Task instructions:
Copy out the lines of the entries below exactly, starting with the line that contains "find every statue's" and continuing through the last line of the entries.

Data provided:
◆ ◆ ◆ ◆ ◆ ◆ ◆
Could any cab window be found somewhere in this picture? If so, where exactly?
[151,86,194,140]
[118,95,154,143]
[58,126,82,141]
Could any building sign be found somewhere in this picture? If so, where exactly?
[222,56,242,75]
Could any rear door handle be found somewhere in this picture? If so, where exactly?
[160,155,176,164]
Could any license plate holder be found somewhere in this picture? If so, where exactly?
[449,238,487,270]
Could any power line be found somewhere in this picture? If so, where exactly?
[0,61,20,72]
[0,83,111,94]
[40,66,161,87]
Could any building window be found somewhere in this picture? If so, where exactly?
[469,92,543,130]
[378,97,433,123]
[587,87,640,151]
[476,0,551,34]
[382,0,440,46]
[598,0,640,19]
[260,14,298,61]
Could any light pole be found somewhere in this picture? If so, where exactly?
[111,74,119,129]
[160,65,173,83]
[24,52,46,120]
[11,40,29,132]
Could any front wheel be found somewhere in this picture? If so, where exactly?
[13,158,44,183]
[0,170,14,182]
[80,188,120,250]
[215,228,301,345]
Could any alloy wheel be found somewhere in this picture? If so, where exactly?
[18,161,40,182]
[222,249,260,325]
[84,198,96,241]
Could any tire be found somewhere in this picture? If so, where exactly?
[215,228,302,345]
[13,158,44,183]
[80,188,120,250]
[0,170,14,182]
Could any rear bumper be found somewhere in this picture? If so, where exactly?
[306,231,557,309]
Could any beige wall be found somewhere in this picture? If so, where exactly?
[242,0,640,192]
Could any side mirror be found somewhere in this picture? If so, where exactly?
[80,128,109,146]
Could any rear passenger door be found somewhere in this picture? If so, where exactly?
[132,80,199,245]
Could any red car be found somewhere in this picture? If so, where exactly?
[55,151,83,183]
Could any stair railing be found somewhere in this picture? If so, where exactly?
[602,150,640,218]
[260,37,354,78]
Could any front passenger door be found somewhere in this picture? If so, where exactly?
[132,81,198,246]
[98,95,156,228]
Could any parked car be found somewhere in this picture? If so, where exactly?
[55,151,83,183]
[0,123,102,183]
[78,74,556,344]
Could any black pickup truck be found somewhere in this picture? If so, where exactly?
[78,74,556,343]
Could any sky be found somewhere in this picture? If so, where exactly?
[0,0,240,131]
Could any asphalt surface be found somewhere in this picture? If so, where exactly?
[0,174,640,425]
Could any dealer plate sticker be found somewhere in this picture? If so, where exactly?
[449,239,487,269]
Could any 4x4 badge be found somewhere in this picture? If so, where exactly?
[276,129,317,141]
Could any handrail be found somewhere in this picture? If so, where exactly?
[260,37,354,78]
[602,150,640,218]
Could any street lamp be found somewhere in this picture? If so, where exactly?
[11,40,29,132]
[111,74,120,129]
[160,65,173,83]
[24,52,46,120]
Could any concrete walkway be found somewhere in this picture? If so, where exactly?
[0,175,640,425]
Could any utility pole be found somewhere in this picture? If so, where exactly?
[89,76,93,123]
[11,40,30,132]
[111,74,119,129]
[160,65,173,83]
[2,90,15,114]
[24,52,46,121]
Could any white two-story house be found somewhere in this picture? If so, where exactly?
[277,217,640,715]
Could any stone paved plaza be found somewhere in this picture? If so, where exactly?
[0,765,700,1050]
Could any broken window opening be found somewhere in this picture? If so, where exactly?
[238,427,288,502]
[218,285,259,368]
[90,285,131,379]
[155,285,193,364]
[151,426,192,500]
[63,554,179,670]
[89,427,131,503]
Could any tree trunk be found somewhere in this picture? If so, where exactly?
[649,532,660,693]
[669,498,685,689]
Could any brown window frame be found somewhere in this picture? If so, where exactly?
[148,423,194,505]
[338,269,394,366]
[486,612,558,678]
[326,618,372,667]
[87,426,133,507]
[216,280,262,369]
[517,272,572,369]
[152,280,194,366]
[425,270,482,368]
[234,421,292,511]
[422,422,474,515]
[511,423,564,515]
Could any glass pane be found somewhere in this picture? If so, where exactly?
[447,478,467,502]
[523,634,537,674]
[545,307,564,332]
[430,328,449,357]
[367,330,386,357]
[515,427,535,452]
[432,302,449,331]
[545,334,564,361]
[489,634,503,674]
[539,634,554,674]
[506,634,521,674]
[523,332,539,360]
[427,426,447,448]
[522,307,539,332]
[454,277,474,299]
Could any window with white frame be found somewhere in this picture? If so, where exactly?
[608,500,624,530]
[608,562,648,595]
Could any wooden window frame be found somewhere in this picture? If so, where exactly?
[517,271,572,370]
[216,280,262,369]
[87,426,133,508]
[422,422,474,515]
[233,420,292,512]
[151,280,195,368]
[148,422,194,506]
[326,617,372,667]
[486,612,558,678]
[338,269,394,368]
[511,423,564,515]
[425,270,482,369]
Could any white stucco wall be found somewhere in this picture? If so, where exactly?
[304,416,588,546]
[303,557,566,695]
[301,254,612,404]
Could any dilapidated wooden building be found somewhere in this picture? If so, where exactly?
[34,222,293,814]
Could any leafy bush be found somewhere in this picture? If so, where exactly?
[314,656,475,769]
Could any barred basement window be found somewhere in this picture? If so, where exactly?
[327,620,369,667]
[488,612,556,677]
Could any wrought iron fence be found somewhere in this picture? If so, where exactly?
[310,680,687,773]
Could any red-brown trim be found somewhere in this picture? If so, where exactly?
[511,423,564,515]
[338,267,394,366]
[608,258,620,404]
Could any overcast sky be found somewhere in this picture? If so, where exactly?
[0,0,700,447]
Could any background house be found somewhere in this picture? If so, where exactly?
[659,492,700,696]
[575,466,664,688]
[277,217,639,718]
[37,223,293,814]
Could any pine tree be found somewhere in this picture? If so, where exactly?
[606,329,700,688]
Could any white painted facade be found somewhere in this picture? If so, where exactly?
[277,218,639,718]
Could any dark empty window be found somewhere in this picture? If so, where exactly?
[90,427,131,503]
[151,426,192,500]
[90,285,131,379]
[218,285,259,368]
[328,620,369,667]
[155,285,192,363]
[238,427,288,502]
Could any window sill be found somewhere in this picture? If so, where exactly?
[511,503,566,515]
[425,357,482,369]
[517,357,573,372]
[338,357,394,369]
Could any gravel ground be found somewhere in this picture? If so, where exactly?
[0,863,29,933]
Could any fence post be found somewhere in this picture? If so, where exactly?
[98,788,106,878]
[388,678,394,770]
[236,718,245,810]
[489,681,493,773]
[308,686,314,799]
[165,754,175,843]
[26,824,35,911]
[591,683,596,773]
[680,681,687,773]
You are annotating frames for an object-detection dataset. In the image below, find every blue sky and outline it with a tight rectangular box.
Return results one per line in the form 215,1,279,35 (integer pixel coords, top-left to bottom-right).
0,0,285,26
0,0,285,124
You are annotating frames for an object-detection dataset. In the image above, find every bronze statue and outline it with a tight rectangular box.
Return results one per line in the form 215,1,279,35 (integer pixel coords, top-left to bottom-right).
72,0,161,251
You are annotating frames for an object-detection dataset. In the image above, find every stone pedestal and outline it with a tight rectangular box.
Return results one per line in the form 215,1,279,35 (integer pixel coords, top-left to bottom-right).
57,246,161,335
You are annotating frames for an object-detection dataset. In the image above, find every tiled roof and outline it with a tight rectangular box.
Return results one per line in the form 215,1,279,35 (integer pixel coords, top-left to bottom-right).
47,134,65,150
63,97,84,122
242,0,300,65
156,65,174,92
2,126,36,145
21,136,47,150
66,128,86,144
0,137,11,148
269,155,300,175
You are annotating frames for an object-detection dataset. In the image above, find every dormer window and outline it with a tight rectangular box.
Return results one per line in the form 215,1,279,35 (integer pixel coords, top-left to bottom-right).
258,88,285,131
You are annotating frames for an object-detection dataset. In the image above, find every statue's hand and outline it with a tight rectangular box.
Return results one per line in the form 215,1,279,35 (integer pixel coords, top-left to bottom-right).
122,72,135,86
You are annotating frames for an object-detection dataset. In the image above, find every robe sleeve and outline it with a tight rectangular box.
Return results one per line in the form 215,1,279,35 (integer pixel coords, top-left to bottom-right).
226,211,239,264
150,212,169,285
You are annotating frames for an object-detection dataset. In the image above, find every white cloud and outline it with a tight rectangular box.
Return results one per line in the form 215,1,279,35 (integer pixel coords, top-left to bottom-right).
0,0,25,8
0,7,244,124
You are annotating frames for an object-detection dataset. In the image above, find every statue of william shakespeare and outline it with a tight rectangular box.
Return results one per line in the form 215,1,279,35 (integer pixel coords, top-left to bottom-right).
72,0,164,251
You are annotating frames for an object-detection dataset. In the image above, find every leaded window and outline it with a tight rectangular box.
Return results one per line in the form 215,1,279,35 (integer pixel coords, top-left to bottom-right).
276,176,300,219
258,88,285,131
◆ ◆ ◆ ◆ ◆ ◆ ◆
Answer below:
You are annotating frames for an object-detection dataset. In the image above, find every statue's hand and outline it with a tight rectangular box.
Return results one per line in the form 215,1,279,35 (integer pixel coords, top-left to bottom-right).
122,72,135,86
You are annotating frames for an object-detection dataset. In the image above, find every robe sleeve and outline it with a tight rectangular box.
Return results one per line in the form 215,1,279,35 (integer pixel coords, top-left to bottom-right).
226,211,239,264
150,212,169,285
You are annotating frames for an object-detection dataset. In the image above, find every white cloud and outline it with a tight rectangular box.
Return results one per line in the form 215,1,279,35 (integer pixel coords, top-left to bottom-right).
0,0,25,8
0,7,244,124
You are annotating frames for an object-detection dataset. In the image above, find every statue of william shakespeare and outline it with a tight rectangular box.
Return results one per line in the form 215,1,279,35 (integer pixel coords, top-left to bottom-right).
72,0,164,251
You are annotating frames for an object-detection dataset. In the image above, find every leaded window and outline it with a tight rectangular box.
Return results one per line in the form 215,1,279,35 (integer pixel coords, top-left to bottom-right).
276,176,300,219
258,88,285,131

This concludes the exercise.